(begin)

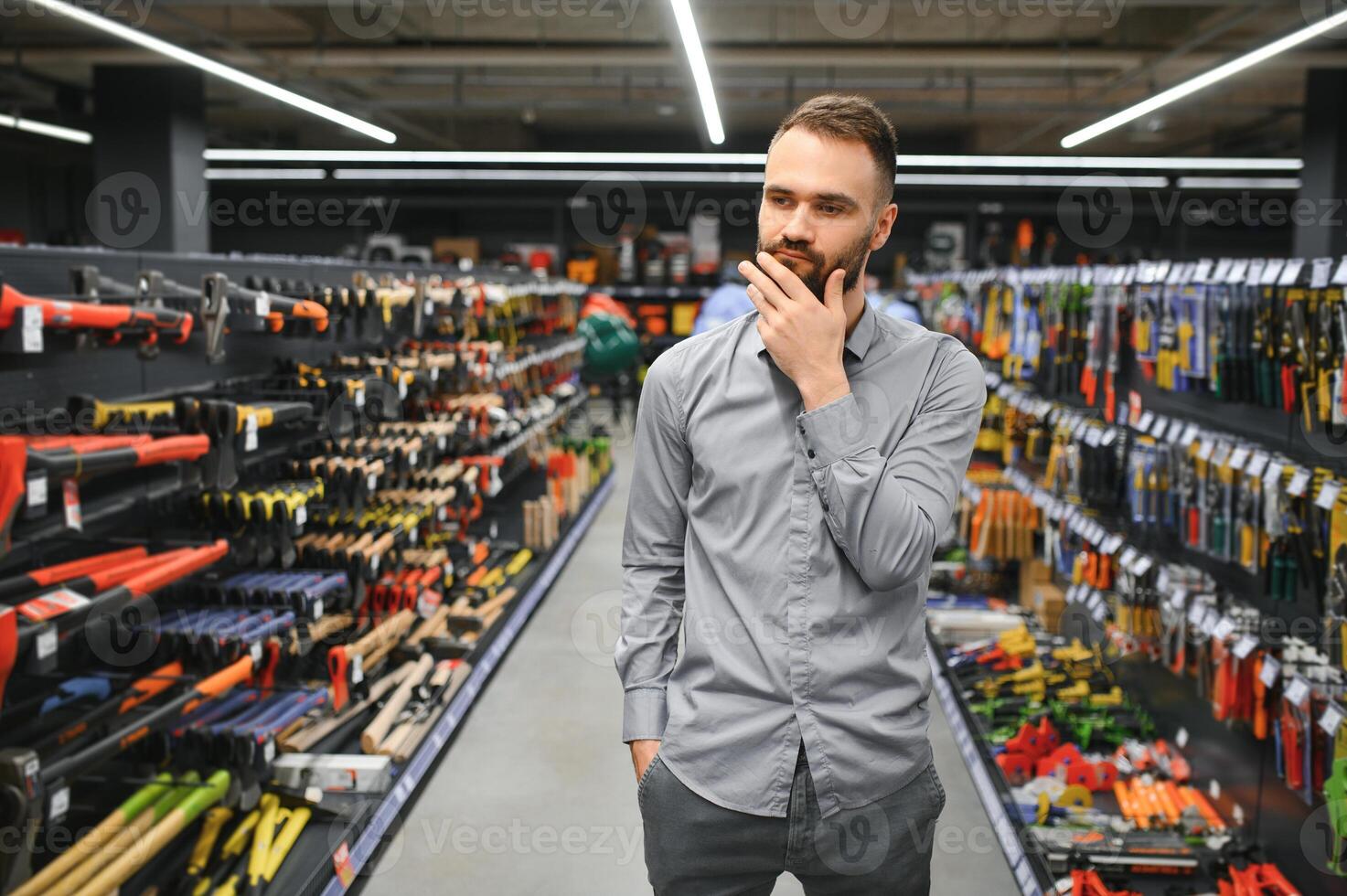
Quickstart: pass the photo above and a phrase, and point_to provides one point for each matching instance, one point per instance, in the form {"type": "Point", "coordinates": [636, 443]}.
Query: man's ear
{"type": "Point", "coordinates": [884, 227]}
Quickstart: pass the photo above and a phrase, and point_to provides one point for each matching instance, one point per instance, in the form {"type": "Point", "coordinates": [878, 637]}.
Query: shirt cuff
{"type": "Point", "coordinates": [834, 432]}
{"type": "Point", "coordinates": [644, 714]}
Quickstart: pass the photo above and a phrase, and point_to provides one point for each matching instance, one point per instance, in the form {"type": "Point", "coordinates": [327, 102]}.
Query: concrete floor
{"type": "Point", "coordinates": [538, 794]}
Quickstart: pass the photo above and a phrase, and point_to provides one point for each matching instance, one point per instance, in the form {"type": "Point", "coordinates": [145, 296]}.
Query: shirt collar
{"type": "Point", "coordinates": [857, 344]}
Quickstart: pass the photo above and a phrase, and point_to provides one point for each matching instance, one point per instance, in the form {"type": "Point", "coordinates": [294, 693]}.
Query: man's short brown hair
{"type": "Point", "coordinates": [842, 117]}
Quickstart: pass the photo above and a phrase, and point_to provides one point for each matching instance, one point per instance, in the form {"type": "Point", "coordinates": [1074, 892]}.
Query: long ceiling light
{"type": "Point", "coordinates": [700, 74]}
{"type": "Point", "coordinates": [617, 159]}
{"type": "Point", "coordinates": [1238, 184]}
{"type": "Point", "coordinates": [217, 69]}
{"type": "Point", "coordinates": [734, 176]}
{"type": "Point", "coordinates": [1203, 80]}
{"type": "Point", "coordinates": [46, 130]}
{"type": "Point", "coordinates": [265, 174]}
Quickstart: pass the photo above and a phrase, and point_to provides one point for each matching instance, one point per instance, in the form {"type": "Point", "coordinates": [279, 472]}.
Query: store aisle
{"type": "Point", "coordinates": [538, 795]}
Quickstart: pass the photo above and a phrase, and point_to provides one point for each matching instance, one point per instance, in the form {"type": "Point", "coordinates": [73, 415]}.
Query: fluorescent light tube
{"type": "Point", "coordinates": [1238, 184]}
{"type": "Point", "coordinates": [700, 74]}
{"type": "Point", "coordinates": [1203, 80]}
{"type": "Point", "coordinates": [615, 159]}
{"type": "Point", "coordinates": [265, 174]}
{"type": "Point", "coordinates": [73, 135]}
{"type": "Point", "coordinates": [217, 69]}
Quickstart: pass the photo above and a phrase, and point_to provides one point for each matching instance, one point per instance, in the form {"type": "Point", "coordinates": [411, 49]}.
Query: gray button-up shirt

(end)

- What you need to do
Would you mind returning each entry above word for word, skipping the images?

- Problem solution
Quickstart: pass the photo above and a phrase, and point_to provides one point for each matching instance, one point per instance, in the form {"type": "Point", "coordinates": [636, 443]}.
Query: man's ear
{"type": "Point", "coordinates": [884, 227]}
Quickstart: pass the photo above and a phrase, and point_to provides one point for each matching instance, one point per instance, in the form {"type": "Point", "coordinates": [878, 637]}.
Query: shirt cuff
{"type": "Point", "coordinates": [834, 432]}
{"type": "Point", "coordinates": [644, 714]}
Quickstart: pass the photo above and a phrase, and point_to provides one point for each matching instance, one point per instance, in the form {"type": "Point", "coordinates": [327, 102]}.
Query: concrete floor
{"type": "Point", "coordinates": [538, 794]}
Quickstart: pass the photo above and a phrase, and point_to provides one point for each matching instance, one point per instance, in the form {"type": "Point", "coordinates": [145, 296]}.
Query: shirt collar
{"type": "Point", "coordinates": [857, 344]}
Quickstart: pass the photo above and a phrase, and point_to provides one point for each matching instance, one point per instance, in the form {"type": "Point", "coordinates": [294, 693]}.
Query: man's short brown hair
{"type": "Point", "coordinates": [842, 117]}
Quickstart: pass the photo above and a phrase, and point_to provides one point for each matching instance, one point per instance, in the form {"type": "Point", "coordinates": [1074, 892]}.
Query: long ceiling light
{"type": "Point", "coordinates": [700, 74]}
{"type": "Point", "coordinates": [617, 159]}
{"type": "Point", "coordinates": [1238, 184]}
{"type": "Point", "coordinates": [217, 69]}
{"type": "Point", "coordinates": [734, 176]}
{"type": "Point", "coordinates": [1203, 80]}
{"type": "Point", "coordinates": [46, 130]}
{"type": "Point", "coordinates": [265, 174]}
Quickstart: pass the photo above and a phrase, and point_to provides one point for each matching instance, one point per instance, in the form {"type": "Point", "coordinates": [279, 472]}.
Query: store aisle
{"type": "Point", "coordinates": [538, 795]}
Quickstart: pass the photo above and a phrase, and point_to provides one point for each matching instance, one point per instance, in the form {"type": "Point", "coordinates": [73, 415]}.
Query: fluorescent light tube
{"type": "Point", "coordinates": [1238, 184]}
{"type": "Point", "coordinates": [700, 74]}
{"type": "Point", "coordinates": [1203, 80]}
{"type": "Point", "coordinates": [615, 159]}
{"type": "Point", "coordinates": [265, 174]}
{"type": "Point", "coordinates": [73, 135]}
{"type": "Point", "coordinates": [217, 69]}
Quickstart: pass the photo above and a phrase, and point_to provides one point for each matching instance, one point per instance, in the form {"type": "Point", "coordinates": [411, 49]}.
Query: gray button-up shirt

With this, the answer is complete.